▶ **Task to complete**
Copy the rows from the start through the line containing "0 108 809 1167", substituting "tight" for every "snug" and leaving everything else unchanged. Leave the pictures out of the copy.

▶ **Entries shown**
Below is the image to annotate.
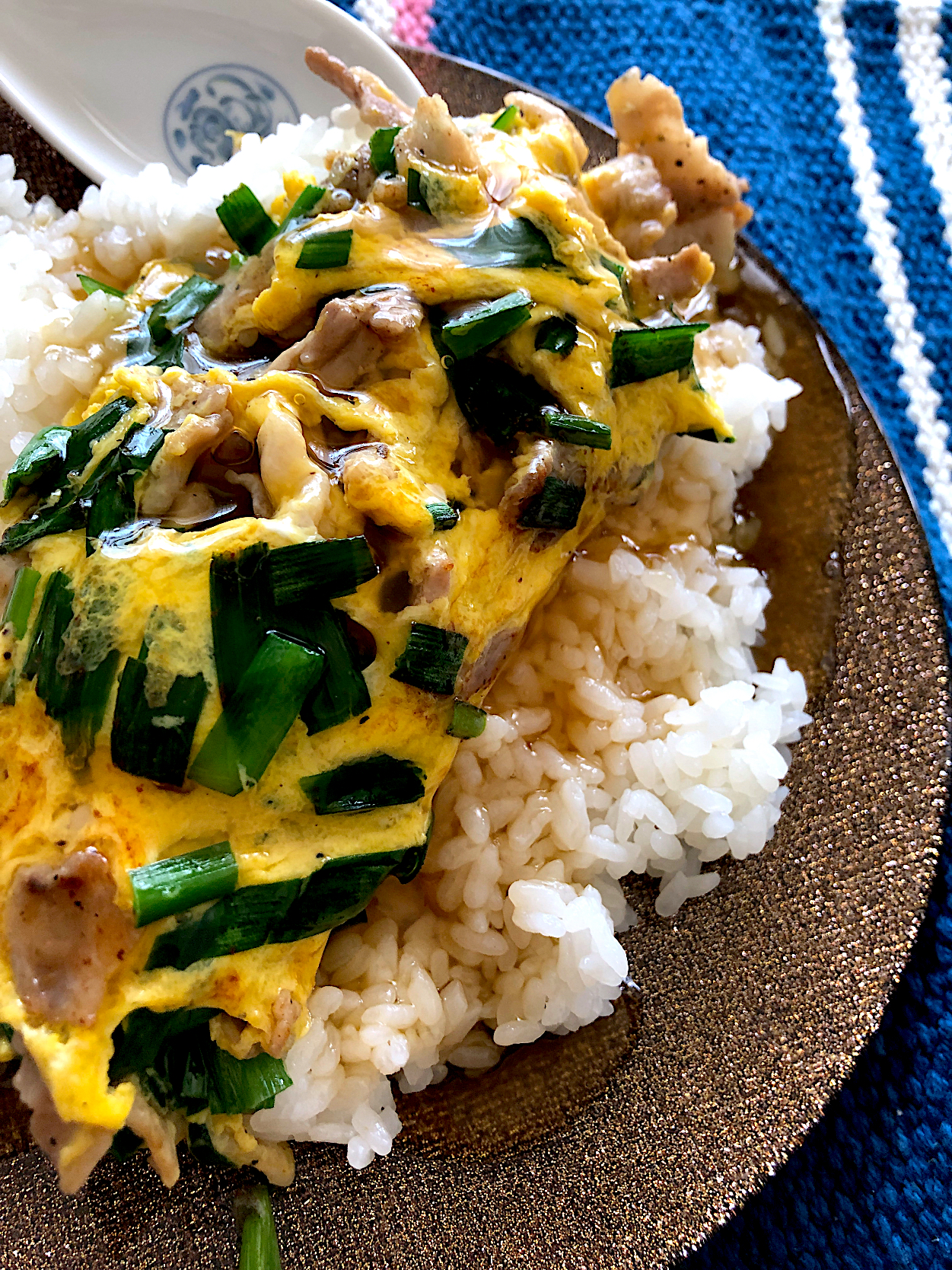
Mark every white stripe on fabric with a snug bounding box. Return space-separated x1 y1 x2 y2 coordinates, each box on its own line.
896 0 952 260
817 0 952 553
354 0 396 40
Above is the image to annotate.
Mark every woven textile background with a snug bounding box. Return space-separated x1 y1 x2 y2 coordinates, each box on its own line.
346 0 952 1270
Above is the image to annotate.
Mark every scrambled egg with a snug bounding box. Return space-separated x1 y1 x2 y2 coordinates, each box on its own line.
0 64 728 1180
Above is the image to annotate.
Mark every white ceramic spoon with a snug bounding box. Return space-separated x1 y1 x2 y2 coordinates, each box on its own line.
0 0 422 182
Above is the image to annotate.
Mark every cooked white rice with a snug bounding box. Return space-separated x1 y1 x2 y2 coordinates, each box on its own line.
0 108 809 1167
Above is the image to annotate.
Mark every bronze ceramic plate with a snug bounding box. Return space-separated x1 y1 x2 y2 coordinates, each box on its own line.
0 51 950 1270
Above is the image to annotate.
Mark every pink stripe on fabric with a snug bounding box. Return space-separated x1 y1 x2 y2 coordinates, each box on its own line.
392 0 433 48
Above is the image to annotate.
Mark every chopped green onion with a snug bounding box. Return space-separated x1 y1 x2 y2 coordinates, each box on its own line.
268 536 380 606
110 656 209 786
216 183 277 255
426 499 460 534
519 477 585 530
434 218 556 270
447 700 486 740
209 1042 291 1115
146 847 418 965
275 186 326 235
109 1007 220 1083
540 407 612 449
189 631 323 796
129 842 237 926
536 316 579 357
451 357 555 445
4 396 135 515
298 755 425 815
492 103 519 132
147 273 221 346
406 168 429 212
602 248 625 282
441 289 532 359
2 564 40 639
59 648 119 767
390 622 470 696
66 396 135 472
297 230 354 270
301 607 371 736
76 273 126 300
4 426 71 503
209 542 269 702
371 127 400 177
608 321 708 388
239 1186 281 1270
23 569 74 719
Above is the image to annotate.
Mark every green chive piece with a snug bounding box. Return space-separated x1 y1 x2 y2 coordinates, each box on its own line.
540 407 612 449
129 842 237 926
189 631 323 798
76 273 126 300
434 218 556 270
23 570 74 719
297 230 354 270
145 847 419 965
275 186 326 236
536 315 579 357
4 426 71 503
2 564 40 639
390 622 470 696
268 536 380 606
298 755 425 815
209 542 269 702
147 273 221 346
426 499 460 534
406 168 430 212
239 1186 281 1270
371 127 400 177
216 183 277 255
441 289 532 359
109 1006 220 1083
59 648 119 767
519 477 585 530
451 357 556 445
602 248 625 282
110 656 209 786
209 1042 291 1115
299 607 371 736
66 396 135 472
492 103 519 132
447 700 486 740
608 321 708 388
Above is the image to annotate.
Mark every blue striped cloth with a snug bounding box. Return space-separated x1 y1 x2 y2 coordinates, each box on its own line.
337 0 952 1270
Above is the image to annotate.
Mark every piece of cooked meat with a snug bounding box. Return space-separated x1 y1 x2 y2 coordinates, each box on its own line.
139 384 234 515
606 67 753 281
194 239 274 357
126 1093 179 1189
629 243 713 304
5 847 139 1027
304 44 412 128
393 95 480 173
266 988 301 1058
270 287 424 388
410 542 453 605
581 151 678 259
13 1040 113 1195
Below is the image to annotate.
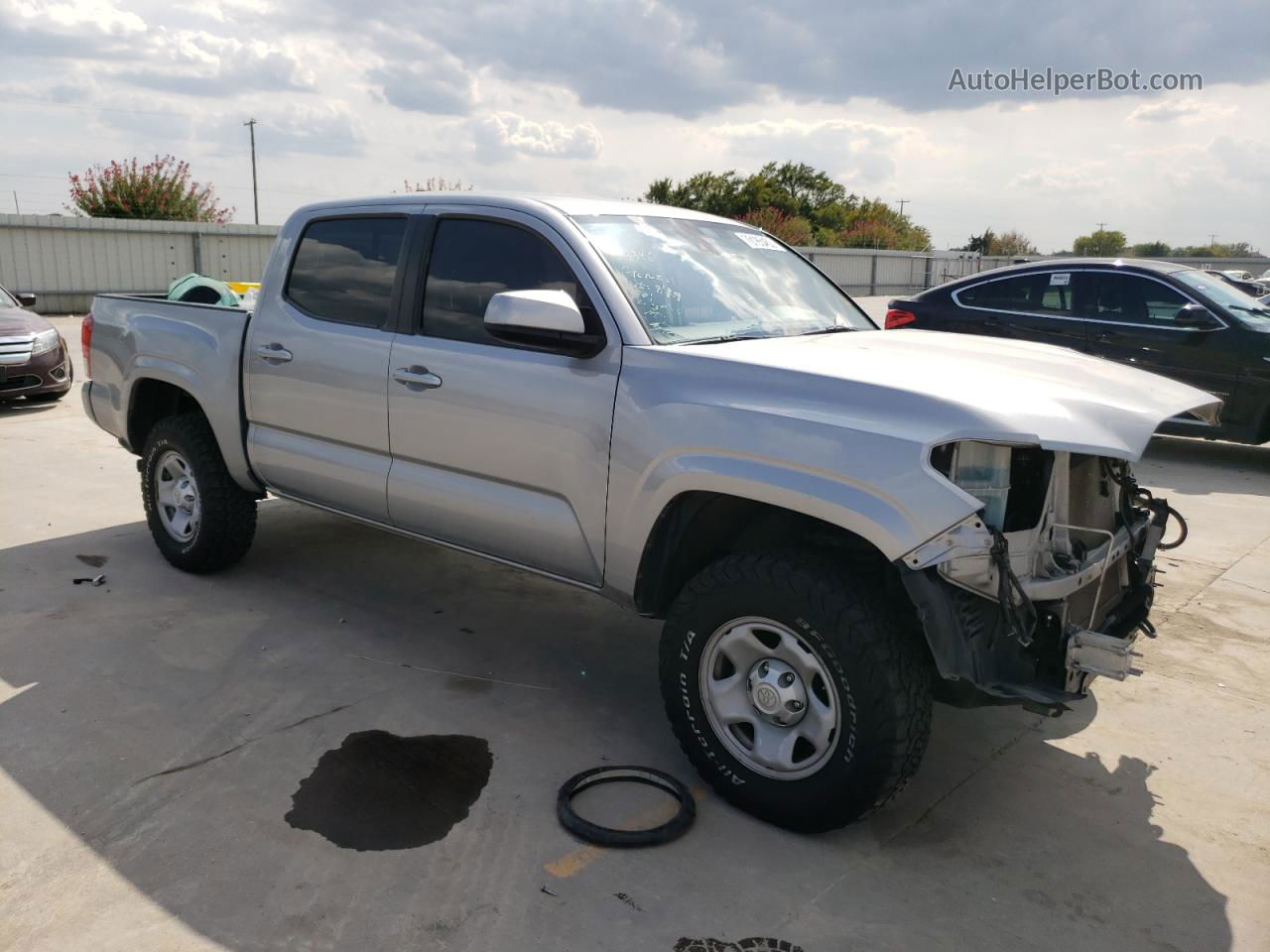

▶ **Output below**
Below is the image to annotate.
Mark every white stripe on fabric with a tight bounding box. Return space-separated x1 y1 x2 y2 coordinates, each box on its own line.
896 0 952 260
817 0 952 553
354 0 396 40
Above is the image to annotate.
Mark every woven textile background with a tight bounding box. Return space-separated x1 y1 x2 y2 coordinates, each box on its own line.
346 0 952 1270
Above is the image to annotate.
Mark every scrambled egg with a tight bounding box. Return space-separated x1 y1 x2 y2 coordinates, each box on its own line.
0 64 728 1180
Above is the image to annotate.
Mark every white ceramic spoon with a tight bounding box. Return space-separated x1 y1 x2 y2 coordinates, each box on its own line.
0 0 422 182
Above is the image to annotate.
Mark every cooked white rice with a tight bounding box. Return space-separated x1 y1 x2 y2 coordinates, each box on its own line.
0 108 809 1167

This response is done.